§ **SUPPLIED RECORDS**:
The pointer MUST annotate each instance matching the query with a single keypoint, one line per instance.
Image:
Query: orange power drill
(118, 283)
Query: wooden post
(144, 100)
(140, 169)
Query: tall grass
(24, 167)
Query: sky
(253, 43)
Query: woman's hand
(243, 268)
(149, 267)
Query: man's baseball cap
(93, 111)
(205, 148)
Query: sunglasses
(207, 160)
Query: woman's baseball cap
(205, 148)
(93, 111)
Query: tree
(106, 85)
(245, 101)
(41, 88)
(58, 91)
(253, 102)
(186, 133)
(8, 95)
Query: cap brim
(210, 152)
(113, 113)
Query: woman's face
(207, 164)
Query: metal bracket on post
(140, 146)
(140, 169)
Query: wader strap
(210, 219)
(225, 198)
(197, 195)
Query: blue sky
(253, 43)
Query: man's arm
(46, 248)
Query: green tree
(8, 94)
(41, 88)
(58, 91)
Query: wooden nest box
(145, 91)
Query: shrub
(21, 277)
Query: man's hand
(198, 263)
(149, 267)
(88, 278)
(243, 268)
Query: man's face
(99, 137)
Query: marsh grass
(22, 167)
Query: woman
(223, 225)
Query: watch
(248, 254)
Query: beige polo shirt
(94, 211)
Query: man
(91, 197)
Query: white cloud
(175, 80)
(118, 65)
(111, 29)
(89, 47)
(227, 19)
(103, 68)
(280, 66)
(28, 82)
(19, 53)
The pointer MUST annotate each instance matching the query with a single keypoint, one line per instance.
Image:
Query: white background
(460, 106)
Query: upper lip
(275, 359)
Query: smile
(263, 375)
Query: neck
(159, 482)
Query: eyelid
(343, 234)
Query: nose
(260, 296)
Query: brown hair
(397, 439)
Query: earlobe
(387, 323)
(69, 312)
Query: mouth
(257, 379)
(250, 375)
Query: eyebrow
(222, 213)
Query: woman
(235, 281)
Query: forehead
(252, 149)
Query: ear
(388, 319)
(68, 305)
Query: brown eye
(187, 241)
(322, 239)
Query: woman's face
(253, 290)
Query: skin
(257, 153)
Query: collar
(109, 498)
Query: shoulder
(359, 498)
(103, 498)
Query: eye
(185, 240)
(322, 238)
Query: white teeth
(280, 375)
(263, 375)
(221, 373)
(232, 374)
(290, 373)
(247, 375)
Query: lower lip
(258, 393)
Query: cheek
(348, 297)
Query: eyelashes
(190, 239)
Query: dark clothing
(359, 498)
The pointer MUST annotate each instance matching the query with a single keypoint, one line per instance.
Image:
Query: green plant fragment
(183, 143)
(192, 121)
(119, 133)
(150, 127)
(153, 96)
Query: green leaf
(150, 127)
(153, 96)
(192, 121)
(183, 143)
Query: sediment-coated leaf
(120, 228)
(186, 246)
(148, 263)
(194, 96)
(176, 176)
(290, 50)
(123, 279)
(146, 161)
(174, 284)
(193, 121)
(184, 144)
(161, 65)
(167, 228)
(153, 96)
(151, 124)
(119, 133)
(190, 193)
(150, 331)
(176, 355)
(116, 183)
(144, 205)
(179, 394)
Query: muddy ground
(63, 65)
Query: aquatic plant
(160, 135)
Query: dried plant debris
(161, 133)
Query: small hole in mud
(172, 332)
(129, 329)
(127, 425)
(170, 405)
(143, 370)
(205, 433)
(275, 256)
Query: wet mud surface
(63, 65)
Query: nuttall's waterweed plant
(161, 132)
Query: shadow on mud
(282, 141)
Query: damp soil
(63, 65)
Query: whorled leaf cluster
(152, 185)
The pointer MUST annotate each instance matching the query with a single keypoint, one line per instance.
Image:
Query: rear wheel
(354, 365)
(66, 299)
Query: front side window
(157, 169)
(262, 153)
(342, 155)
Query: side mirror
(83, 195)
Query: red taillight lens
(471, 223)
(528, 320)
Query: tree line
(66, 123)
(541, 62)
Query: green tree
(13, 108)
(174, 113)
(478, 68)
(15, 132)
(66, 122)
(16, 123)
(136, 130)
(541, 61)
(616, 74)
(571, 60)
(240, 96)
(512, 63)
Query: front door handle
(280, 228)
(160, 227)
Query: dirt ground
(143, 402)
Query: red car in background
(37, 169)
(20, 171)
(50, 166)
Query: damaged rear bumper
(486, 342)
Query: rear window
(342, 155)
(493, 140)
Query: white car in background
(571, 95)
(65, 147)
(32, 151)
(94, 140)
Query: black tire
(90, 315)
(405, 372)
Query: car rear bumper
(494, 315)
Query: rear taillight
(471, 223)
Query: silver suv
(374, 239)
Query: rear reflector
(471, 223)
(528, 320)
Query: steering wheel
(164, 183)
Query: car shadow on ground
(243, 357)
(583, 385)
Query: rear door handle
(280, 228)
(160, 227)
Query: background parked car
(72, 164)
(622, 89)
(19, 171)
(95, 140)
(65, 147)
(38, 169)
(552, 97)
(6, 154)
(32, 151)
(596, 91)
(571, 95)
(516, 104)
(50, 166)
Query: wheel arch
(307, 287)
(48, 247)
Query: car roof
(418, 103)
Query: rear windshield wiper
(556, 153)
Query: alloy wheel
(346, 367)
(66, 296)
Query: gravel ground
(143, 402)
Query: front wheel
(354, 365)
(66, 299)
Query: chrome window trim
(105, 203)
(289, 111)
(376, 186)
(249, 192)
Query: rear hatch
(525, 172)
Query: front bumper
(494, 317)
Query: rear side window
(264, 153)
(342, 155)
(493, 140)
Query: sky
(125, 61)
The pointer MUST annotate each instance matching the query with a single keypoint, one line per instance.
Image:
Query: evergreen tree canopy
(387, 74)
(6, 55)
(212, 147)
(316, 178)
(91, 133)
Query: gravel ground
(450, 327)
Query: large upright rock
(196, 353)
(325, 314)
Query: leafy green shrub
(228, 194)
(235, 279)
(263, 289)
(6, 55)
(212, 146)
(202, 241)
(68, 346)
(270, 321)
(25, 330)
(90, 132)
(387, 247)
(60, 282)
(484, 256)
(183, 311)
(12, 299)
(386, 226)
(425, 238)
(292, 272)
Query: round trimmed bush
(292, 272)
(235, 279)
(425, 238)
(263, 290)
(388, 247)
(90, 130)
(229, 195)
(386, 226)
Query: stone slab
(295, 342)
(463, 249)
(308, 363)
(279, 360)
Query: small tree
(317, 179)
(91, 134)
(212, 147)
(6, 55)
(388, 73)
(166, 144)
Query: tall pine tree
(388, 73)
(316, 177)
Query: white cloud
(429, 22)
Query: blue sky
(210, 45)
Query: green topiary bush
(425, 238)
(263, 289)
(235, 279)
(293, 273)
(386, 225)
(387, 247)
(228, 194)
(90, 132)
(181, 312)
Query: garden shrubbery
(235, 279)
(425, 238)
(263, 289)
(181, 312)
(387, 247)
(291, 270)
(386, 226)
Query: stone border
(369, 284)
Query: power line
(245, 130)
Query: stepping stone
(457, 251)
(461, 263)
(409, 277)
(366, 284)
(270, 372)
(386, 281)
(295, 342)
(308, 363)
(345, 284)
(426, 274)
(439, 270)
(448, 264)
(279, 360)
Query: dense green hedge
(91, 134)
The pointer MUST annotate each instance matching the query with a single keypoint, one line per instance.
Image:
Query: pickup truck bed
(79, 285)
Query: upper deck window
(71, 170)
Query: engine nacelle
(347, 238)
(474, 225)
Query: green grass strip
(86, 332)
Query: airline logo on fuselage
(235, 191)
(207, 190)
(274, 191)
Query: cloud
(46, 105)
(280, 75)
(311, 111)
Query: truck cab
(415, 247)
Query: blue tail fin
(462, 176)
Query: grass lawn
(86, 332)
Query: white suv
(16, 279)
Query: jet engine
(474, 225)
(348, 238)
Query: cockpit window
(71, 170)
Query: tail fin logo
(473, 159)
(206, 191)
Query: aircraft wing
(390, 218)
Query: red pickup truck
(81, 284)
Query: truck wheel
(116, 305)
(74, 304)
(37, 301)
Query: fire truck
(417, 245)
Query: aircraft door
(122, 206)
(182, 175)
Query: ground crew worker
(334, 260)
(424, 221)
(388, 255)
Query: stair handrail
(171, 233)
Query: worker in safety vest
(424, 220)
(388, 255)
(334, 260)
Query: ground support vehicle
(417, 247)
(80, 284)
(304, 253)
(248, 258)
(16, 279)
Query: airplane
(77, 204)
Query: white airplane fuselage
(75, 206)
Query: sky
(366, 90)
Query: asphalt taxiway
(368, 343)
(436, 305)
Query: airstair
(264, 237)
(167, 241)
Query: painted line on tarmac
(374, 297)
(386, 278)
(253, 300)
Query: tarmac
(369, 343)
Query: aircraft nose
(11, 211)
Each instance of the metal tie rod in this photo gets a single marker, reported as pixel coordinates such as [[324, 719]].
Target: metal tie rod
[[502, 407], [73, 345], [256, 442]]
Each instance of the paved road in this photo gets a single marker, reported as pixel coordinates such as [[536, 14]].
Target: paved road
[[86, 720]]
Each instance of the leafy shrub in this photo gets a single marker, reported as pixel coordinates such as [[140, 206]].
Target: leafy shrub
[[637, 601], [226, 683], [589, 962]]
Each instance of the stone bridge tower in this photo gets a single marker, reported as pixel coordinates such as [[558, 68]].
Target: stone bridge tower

§ **TASK REQUIREMENTS**:
How many lines in the entries contain the string "tower"? Answer with the number only.

§ **ANSWER FOR THE TASK**:
2